[[ Data under study open ]]

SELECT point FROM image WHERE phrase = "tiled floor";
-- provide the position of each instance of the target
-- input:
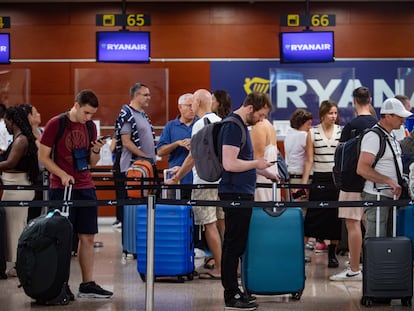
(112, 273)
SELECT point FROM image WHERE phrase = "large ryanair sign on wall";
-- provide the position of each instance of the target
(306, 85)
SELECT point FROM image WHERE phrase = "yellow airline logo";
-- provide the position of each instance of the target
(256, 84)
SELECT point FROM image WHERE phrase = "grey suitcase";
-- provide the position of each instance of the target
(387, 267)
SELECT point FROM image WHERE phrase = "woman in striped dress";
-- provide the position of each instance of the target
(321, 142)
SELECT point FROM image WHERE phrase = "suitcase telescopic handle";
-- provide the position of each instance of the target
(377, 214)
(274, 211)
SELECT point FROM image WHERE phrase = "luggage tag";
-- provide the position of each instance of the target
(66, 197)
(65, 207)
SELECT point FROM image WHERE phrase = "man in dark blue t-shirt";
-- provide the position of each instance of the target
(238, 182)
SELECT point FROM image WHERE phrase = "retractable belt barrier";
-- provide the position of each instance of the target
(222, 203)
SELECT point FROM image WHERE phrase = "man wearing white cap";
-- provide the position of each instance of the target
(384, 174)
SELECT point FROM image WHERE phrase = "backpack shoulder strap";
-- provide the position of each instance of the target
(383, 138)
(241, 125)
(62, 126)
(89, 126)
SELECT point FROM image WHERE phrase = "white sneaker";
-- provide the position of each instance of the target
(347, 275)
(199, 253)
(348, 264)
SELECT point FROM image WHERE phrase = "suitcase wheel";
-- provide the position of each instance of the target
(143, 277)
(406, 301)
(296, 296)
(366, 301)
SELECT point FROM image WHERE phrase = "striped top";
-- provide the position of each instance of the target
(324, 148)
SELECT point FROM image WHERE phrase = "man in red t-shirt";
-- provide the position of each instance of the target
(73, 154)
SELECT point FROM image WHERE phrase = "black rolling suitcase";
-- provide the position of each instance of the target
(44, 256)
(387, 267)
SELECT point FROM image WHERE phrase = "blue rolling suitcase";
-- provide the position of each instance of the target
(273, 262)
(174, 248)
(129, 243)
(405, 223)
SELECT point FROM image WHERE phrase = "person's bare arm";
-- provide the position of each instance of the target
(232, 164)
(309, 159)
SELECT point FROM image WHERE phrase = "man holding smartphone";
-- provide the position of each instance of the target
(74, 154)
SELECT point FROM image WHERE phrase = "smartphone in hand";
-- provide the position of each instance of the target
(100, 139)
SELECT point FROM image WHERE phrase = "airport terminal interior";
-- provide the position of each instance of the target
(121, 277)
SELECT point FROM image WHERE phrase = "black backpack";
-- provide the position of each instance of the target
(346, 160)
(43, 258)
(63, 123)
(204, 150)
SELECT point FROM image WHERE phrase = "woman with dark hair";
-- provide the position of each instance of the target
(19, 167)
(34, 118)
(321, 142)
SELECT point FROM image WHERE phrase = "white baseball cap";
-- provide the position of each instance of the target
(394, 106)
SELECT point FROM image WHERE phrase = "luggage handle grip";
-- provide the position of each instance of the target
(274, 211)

[[ Data under study closed ]]
[[ Data under study open ]]

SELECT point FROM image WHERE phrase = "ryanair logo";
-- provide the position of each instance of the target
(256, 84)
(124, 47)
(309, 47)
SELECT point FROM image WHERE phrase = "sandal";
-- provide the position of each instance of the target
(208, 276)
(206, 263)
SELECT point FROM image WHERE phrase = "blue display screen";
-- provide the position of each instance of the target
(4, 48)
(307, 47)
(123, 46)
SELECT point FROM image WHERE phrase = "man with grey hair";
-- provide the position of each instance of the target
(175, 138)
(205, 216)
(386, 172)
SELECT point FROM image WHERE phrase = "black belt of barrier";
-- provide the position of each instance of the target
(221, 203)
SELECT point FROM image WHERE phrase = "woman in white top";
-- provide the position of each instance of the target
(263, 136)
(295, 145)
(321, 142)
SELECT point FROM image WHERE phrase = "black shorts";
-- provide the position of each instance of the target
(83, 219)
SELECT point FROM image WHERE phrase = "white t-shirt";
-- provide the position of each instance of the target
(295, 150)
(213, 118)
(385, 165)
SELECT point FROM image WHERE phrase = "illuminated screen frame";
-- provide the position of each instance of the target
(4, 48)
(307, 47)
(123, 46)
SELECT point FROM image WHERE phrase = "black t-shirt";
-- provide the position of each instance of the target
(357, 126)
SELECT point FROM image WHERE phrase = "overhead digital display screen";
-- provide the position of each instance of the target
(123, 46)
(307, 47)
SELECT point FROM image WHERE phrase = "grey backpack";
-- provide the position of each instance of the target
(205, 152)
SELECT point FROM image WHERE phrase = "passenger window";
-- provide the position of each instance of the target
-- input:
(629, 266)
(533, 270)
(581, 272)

[[ Data under study closed ]]
[[ Data under study open ]]

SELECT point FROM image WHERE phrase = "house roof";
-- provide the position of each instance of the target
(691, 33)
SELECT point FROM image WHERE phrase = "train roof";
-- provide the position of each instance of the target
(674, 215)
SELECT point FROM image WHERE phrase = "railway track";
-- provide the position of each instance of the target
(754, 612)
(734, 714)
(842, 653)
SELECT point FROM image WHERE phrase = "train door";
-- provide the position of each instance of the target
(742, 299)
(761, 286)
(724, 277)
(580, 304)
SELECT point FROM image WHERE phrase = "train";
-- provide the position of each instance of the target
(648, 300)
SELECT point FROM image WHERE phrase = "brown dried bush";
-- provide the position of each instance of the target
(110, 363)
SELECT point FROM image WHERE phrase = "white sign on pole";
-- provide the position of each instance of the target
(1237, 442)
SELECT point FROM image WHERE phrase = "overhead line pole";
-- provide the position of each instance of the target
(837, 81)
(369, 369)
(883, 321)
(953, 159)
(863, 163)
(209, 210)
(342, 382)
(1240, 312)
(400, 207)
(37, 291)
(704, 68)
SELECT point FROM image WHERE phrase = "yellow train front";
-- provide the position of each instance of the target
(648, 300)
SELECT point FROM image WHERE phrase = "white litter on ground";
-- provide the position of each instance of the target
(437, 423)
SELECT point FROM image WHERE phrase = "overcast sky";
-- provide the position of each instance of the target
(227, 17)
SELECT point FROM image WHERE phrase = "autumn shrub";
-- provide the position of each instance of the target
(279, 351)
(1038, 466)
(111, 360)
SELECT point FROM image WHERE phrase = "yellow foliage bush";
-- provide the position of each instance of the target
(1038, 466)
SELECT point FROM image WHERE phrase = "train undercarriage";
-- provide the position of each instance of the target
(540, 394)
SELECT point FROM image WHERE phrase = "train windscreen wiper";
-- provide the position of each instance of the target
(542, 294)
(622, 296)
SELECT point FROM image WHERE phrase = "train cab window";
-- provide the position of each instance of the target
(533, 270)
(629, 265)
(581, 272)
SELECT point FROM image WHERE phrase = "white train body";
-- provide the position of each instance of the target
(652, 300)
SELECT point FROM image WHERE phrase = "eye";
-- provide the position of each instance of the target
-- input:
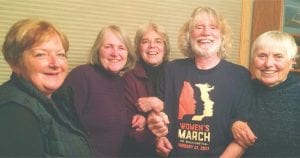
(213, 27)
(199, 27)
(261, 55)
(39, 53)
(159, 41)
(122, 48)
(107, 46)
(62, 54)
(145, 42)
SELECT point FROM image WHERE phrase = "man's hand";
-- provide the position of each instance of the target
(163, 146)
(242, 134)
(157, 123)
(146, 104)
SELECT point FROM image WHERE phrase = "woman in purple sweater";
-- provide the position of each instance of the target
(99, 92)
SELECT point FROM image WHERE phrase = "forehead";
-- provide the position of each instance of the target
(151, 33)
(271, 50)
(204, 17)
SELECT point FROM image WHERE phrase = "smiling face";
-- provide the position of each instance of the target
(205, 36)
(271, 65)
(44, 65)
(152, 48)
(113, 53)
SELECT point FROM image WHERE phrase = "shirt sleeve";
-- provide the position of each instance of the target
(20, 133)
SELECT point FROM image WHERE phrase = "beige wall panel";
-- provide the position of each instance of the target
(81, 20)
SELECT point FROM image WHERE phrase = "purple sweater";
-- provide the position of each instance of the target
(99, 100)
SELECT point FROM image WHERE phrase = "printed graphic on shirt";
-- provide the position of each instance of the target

[[ Data under study closed ]]

Task instructions:
Output nothing but the number of lines in the data containing the string "with".

Solution:
2